Return each line of the items below that contains the word "forest". Matching is case-sensitive.
** begin **
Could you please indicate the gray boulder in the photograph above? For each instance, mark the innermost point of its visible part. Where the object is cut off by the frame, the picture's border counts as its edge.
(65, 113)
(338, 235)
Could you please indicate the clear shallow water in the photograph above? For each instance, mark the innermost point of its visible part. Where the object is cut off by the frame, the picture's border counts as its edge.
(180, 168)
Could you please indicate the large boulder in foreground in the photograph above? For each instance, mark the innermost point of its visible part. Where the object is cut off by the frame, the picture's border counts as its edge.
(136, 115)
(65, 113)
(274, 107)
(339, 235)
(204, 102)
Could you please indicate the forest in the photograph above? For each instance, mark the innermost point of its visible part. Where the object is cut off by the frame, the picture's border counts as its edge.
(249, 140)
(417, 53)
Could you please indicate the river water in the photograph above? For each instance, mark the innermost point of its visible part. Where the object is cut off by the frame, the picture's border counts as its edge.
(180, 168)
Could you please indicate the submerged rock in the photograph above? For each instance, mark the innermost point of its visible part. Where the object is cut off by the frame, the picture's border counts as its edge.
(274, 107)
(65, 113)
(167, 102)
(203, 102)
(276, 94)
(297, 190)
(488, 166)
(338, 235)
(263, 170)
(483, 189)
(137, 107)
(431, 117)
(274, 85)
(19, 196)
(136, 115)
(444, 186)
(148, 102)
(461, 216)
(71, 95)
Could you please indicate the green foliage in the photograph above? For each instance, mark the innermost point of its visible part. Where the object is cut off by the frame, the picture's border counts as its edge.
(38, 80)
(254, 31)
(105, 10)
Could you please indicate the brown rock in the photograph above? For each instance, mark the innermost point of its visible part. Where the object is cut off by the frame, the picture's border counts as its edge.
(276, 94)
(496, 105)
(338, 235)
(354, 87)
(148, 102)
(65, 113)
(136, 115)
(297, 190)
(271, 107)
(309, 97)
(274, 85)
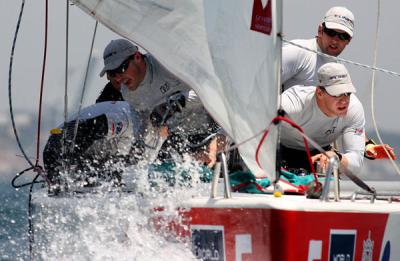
** end **
Correct answer
Could you please indicate the forest in the photograph above? For each instance, mark the innermost point of its visible part. Where the object is cut off by the frame, the picture's border counts as its edge.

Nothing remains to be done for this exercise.